Reading passage start

Kurds in Sudan

Total population
- 80,000-101,000

Languages
- Sudanese Arabic, Kurdish Kurmanji

Religion
- Mostly Islam, minority Christianity

Related ethnic groups
- Kurds, Sudanese Arabs

= Kurds in Sudan =

Ethnic diaspora group

Kurds in Sudan (Kurdên li Sûdanê, الأكراد في السودان) consists of individuals of Kurdish descent living within the country of Sudan. Their estimated population is approximately 80,000-101,000.

== History ==
Migration of Kurds in Sudan can be split into 5 parts. The first arrival of the Kurds in Sudan occurred during the reign of the Kurdish Sultan Salah al-Din al-Ayyubi. This event transpired following the decline of numerous revolts by Sudanese Nubian soldiers in Egypt, which were linked to their allegiance to the Fatimid state. In response to this situation, the Sultan dispatched his brother, Turan Shah, on a military campaign to Sudan. This campaign advanced from South Aswan and the city of Halfa towards the city of Alwa, which is presently situated within the boundaries of the Sudanese Capital Khartoum. However, Turan Shah discovered that the region lacked sufficient resources to warrant his prolonged presence, although a contingent of his soldiers chose to remain in the area. The Ayyubid Kurdish soldiers were distributed across a large part of Sudan. The towns referred to as "Kurdish" within the Kordofan region serve as crucial indicators of Kurdish settlement in Sudan.

Reading passage end

▶ [Required actions]
A - Condense the paragraph of the passage on Kurds in Sudan that begins "Migration of Kurds in Sudan" into a bulleted list that keeps its main facts.
B - Reproduce word for word the section of the passage on Kurds in Sudan from "Ethnic diaspora group" to "is approximately 80,000-101,000.".
The data that follow are separate material and are not part of the passage on Kurds in Sudan.

Collected data start

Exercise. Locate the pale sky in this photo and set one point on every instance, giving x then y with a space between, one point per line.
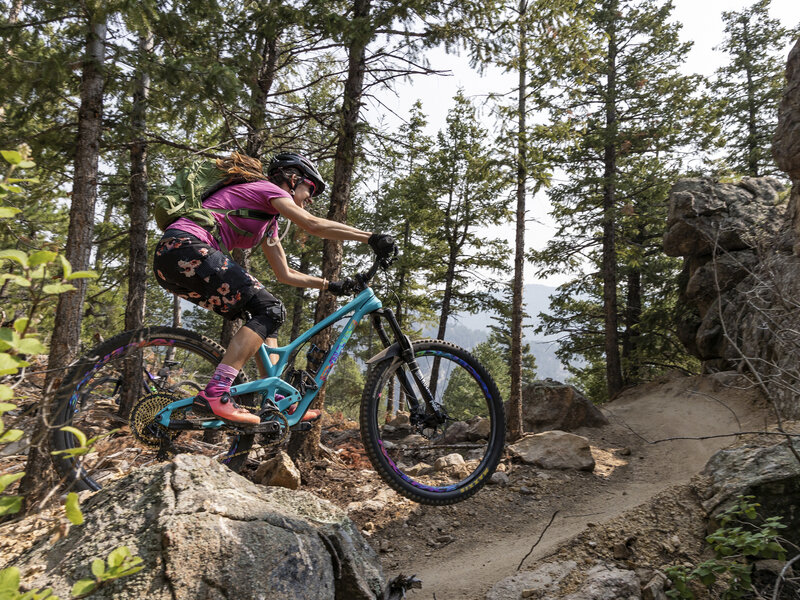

Collected data end

▶ [Solutions to the tasks]
A -
- Kurdish migration to Sudan can be divided into five parts.
- The Kurds first arrived during the reign of the Kurdish Sultan Salah al-Din al-Ayyubi, after the decline of numerous revolts by Sudanese Nubian soldiers in Egypt that were linked to their allegiance to the Fatimid state.
- The Sultan responded by sending his brother, Turan Shah, on a military campaign to Sudan. The campaign advanced from South Aswan and the city of Halfa toward the city of Alwa, which now lies within the boundaries of Khartoum.
- Turan Shah found that the region lacked the resources to justify a prolonged stay, but some of his soldiers remained.
- The Ayyubid Kurdish soldiers spread across a large part of Sudan. Towns called "Kurdish" in the Kordofan region are crucial indicators of Kurdish settlement.

B -
Ethnic diaspora group

Kurds in Sudan (Kurdên li Sûdanê, الأكراد في السودان) consists of individuals of Kurdish descent living within the country of Sudan. Their estimated population is approximately 80,000-101,000.